◆ Provided information ◆
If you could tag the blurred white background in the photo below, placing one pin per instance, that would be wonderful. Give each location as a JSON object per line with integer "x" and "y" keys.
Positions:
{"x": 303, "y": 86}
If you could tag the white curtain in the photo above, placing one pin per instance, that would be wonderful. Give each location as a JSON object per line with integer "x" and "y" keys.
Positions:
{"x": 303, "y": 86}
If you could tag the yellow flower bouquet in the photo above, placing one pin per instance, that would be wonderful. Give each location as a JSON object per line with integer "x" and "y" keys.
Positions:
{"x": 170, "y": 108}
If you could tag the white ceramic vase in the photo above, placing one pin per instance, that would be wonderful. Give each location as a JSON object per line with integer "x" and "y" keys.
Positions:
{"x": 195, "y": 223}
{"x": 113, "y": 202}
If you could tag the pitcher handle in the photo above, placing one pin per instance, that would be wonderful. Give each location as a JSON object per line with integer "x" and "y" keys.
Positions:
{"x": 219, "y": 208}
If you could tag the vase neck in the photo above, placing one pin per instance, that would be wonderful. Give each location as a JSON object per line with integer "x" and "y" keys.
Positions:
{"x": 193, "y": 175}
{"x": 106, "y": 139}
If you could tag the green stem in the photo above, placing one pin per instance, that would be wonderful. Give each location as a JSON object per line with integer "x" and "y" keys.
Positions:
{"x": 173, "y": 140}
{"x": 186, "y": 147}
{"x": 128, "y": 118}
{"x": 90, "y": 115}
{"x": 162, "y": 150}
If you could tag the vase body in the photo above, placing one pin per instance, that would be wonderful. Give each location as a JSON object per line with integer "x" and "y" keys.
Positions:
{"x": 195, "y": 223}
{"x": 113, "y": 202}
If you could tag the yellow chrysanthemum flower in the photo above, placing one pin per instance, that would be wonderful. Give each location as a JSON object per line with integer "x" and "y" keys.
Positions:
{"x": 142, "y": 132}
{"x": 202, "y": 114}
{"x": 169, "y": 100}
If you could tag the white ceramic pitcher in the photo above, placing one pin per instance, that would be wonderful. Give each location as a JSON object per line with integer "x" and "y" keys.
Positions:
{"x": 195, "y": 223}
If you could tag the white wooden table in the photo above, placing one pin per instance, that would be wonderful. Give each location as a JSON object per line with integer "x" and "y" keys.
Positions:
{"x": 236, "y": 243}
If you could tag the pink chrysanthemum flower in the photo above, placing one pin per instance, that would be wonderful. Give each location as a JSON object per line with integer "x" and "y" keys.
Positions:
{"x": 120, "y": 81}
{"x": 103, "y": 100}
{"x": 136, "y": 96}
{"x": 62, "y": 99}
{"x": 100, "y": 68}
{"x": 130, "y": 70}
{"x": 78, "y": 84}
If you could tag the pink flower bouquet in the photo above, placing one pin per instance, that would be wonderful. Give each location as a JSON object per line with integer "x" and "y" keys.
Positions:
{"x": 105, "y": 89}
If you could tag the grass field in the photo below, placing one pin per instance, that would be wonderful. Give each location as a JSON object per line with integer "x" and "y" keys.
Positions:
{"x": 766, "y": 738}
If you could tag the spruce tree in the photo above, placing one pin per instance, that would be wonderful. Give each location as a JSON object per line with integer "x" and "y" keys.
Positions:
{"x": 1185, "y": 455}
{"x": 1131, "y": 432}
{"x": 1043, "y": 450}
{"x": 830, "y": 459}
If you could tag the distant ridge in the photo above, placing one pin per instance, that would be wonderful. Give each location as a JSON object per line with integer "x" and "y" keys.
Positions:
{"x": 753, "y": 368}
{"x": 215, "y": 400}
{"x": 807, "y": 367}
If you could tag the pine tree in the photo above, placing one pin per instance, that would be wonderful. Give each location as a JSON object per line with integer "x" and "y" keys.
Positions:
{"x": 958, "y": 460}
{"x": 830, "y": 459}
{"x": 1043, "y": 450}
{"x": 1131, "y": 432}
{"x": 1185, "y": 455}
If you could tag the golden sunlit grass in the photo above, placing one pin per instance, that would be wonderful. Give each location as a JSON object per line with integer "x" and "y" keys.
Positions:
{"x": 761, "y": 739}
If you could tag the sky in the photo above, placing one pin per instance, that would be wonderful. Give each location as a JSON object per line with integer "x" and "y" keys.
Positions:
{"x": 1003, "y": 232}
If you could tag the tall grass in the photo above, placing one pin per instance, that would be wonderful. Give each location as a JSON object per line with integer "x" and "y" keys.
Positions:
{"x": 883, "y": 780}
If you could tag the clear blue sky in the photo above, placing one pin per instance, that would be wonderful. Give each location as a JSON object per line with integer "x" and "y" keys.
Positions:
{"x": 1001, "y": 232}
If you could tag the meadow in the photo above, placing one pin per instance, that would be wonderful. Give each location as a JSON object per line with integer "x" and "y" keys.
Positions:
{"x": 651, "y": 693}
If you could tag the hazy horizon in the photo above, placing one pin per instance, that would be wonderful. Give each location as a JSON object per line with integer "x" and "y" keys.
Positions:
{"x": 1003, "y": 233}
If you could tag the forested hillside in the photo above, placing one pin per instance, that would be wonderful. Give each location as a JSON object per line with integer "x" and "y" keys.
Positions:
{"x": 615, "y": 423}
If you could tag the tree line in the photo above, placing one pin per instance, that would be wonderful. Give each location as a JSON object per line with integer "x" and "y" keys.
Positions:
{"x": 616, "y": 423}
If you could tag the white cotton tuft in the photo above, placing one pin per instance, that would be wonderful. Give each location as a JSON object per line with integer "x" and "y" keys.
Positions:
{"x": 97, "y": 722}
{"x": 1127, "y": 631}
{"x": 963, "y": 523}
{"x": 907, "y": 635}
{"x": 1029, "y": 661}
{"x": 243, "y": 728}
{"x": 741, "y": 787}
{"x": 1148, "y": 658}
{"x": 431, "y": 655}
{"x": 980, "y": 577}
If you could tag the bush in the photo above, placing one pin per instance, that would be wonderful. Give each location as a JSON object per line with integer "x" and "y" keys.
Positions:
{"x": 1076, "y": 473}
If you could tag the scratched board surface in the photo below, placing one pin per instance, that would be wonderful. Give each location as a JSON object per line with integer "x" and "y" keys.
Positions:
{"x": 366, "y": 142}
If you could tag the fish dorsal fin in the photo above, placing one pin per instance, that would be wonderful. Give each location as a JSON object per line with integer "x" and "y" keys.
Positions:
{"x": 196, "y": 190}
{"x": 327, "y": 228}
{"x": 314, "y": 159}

◆ Work to do ◆
Rewrite the entries as a JSON list of strings, one string per line and no blank lines, starting at the line that contains "If you could tag the tree" and ending at the last line of the entries.

◆ Written solution ◆
[
  "If you could tag the tree line in the photo above, placing one pin per instance, that would be wonderful. Give each location as a JSON object per line with integer \"x\" and \"y\" keys.",
  "Positions:",
  "{\"x\": 616, \"y\": 423}",
  "If you could tag the white cotton tuft in the photo above, placing one pin per instance, that would be wonderful. Give each location as a JSON object per line with integer \"x\" and \"y\" keys.",
  "Positions:",
  "{\"x\": 97, \"y\": 722}",
  "{\"x\": 1127, \"y\": 631}",
  "{\"x\": 963, \"y\": 523}",
  "{\"x\": 907, \"y\": 635}",
  "{\"x\": 1029, \"y\": 661}",
  "{\"x\": 243, \"y\": 728}",
  "{\"x\": 741, \"y\": 787}",
  "{\"x\": 1148, \"y\": 658}",
  "{\"x\": 431, \"y\": 655}",
  "{\"x\": 980, \"y\": 577}",
  "If you could tag the bush in the photo above, placing one pin per instance, that would be wonderful. Give each location as a JSON object per line with integer \"x\" and \"y\" keys.",
  "Positions:",
  "{\"x\": 1076, \"y\": 473}",
  "If you could tag the scratched board surface in the photo below, placing one pin per instance, that would be wonderful. Give each location as a JSON object per line with integer \"x\" and \"y\" keys.",
  "Positions:",
  "{\"x\": 366, \"y\": 142}",
  "If you could tag the fish dorsal fin in the photo above, placing one pin per instance, that would be wonderful. Give each location as a JSON object per line with integer \"x\" and \"y\" keys.",
  "Positions:",
  "{\"x\": 196, \"y\": 190}",
  "{\"x\": 327, \"y\": 228}",
  "{\"x\": 314, \"y\": 159}"
]